Data items:

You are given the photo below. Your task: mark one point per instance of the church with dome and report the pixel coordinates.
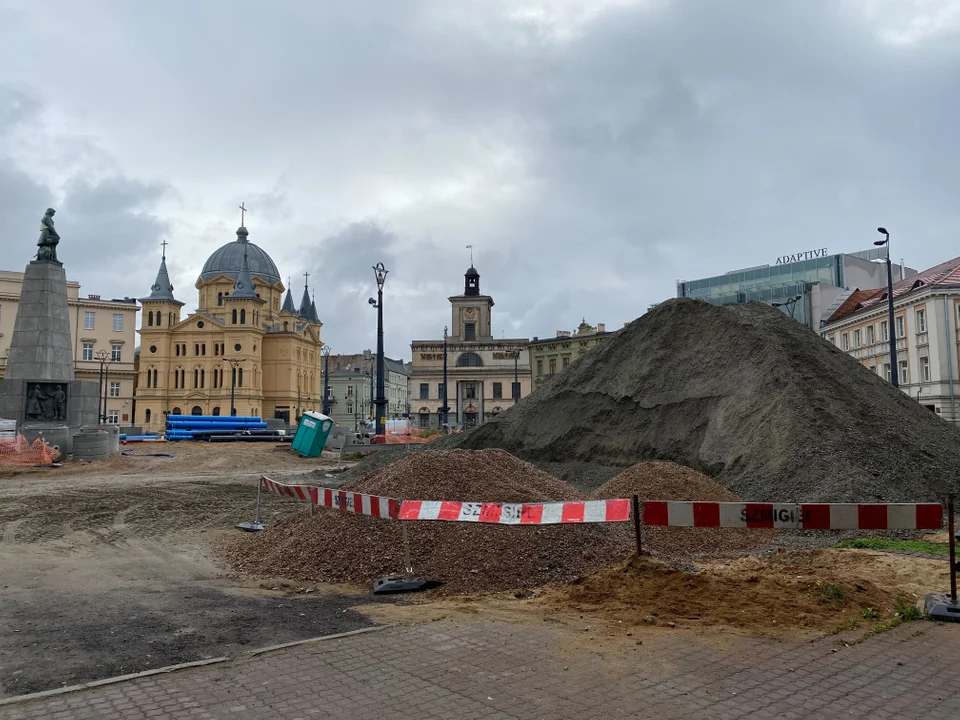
(247, 350)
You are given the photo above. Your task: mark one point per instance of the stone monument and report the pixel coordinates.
(39, 389)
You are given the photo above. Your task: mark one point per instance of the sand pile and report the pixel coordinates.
(742, 393)
(667, 481)
(333, 546)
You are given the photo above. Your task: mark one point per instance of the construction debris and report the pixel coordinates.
(742, 393)
(335, 546)
(668, 481)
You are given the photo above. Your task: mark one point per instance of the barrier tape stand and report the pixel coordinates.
(673, 513)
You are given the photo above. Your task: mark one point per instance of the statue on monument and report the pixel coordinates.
(49, 238)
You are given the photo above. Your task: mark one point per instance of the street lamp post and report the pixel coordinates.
(381, 274)
(102, 356)
(326, 379)
(444, 410)
(234, 366)
(894, 375)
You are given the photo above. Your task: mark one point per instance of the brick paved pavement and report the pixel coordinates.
(484, 669)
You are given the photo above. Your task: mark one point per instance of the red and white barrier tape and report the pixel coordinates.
(372, 505)
(804, 516)
(590, 511)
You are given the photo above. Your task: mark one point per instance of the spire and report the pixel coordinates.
(288, 305)
(243, 287)
(304, 311)
(162, 288)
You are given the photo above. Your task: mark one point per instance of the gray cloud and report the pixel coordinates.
(592, 162)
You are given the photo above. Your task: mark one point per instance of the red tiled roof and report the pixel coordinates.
(946, 273)
(853, 303)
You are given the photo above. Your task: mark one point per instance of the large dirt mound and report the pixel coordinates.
(341, 547)
(743, 393)
(667, 481)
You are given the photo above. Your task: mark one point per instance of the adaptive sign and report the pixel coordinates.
(806, 255)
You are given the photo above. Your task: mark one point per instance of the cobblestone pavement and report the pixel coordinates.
(490, 669)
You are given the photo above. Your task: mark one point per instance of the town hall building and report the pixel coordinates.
(481, 369)
(247, 350)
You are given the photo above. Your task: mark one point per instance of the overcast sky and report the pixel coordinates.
(593, 151)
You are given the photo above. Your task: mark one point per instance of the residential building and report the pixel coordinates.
(548, 356)
(806, 286)
(481, 369)
(926, 322)
(104, 336)
(351, 397)
(247, 349)
(395, 381)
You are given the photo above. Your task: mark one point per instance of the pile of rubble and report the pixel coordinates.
(742, 393)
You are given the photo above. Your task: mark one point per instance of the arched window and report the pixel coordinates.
(469, 360)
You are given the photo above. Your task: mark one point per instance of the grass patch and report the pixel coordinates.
(902, 545)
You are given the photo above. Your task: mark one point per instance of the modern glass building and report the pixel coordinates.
(803, 289)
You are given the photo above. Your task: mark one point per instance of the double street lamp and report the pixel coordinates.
(381, 402)
(104, 357)
(894, 375)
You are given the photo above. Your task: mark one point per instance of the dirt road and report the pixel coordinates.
(111, 568)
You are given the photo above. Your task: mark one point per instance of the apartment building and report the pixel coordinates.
(104, 338)
(926, 323)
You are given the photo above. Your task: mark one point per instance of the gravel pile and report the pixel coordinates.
(742, 393)
(332, 546)
(667, 481)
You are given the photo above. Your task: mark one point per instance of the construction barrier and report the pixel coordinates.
(551, 513)
(793, 516)
(358, 503)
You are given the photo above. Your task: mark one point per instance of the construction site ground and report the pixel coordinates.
(115, 568)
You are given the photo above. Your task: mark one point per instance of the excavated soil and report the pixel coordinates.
(341, 547)
(668, 481)
(819, 589)
(742, 393)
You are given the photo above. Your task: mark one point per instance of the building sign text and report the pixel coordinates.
(807, 255)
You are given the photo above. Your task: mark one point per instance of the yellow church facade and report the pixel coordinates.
(247, 350)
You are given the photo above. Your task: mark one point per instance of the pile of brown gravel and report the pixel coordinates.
(668, 481)
(332, 546)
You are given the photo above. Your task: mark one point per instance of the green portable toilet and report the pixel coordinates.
(312, 434)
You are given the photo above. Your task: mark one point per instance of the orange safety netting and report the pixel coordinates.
(18, 451)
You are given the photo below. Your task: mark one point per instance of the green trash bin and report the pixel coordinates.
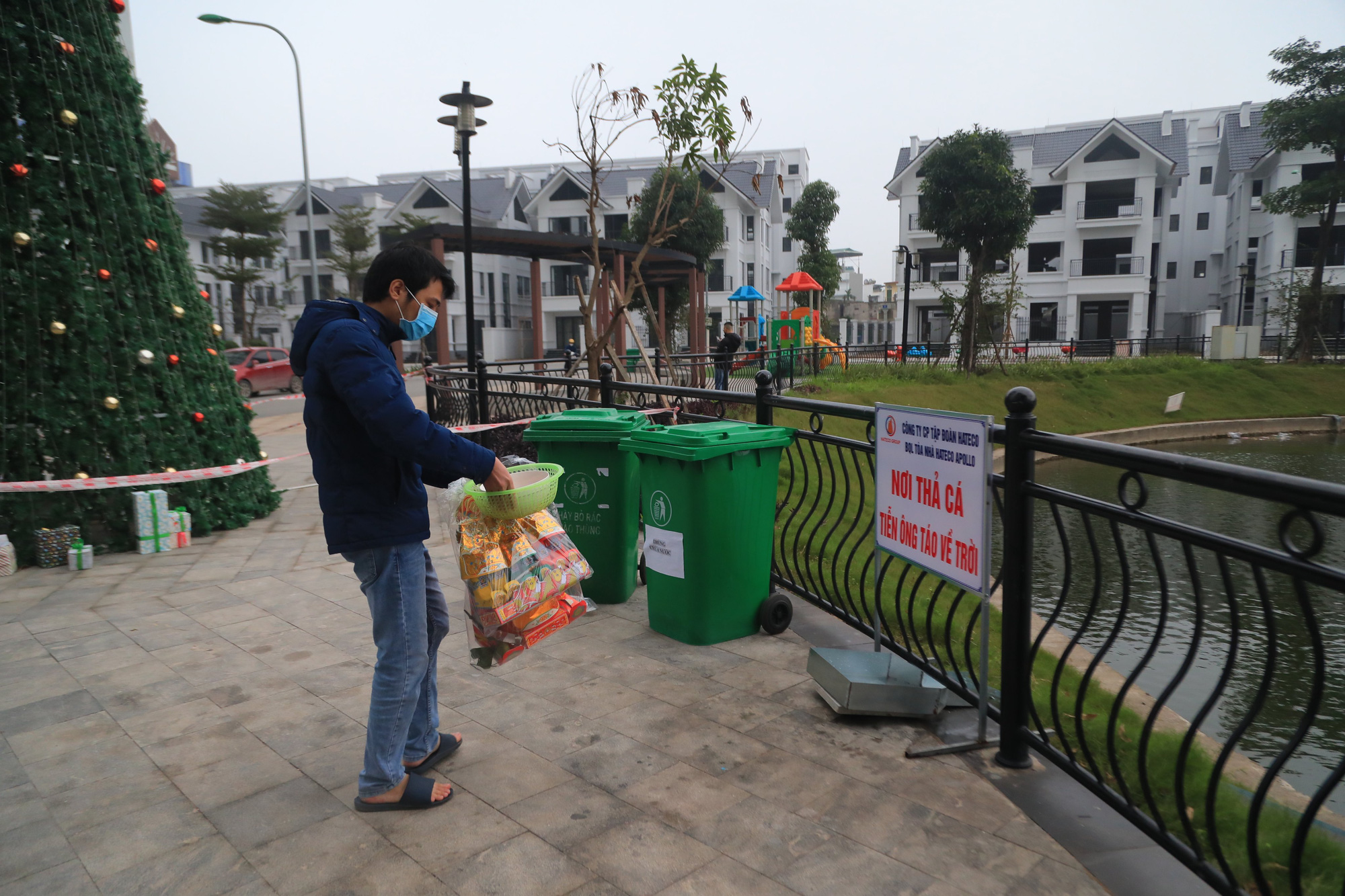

What you will do: Locate every line in the entries above that contains the word "church" and copy each one. Case counts.

Solution to this problem:
You are given the photo below. Your task: mark one point per instance of the church with dome and report the pixel coordinates.
You are given the photo above. Your task: mark one point per instance of the yellow church facade and report the pixel coordinates.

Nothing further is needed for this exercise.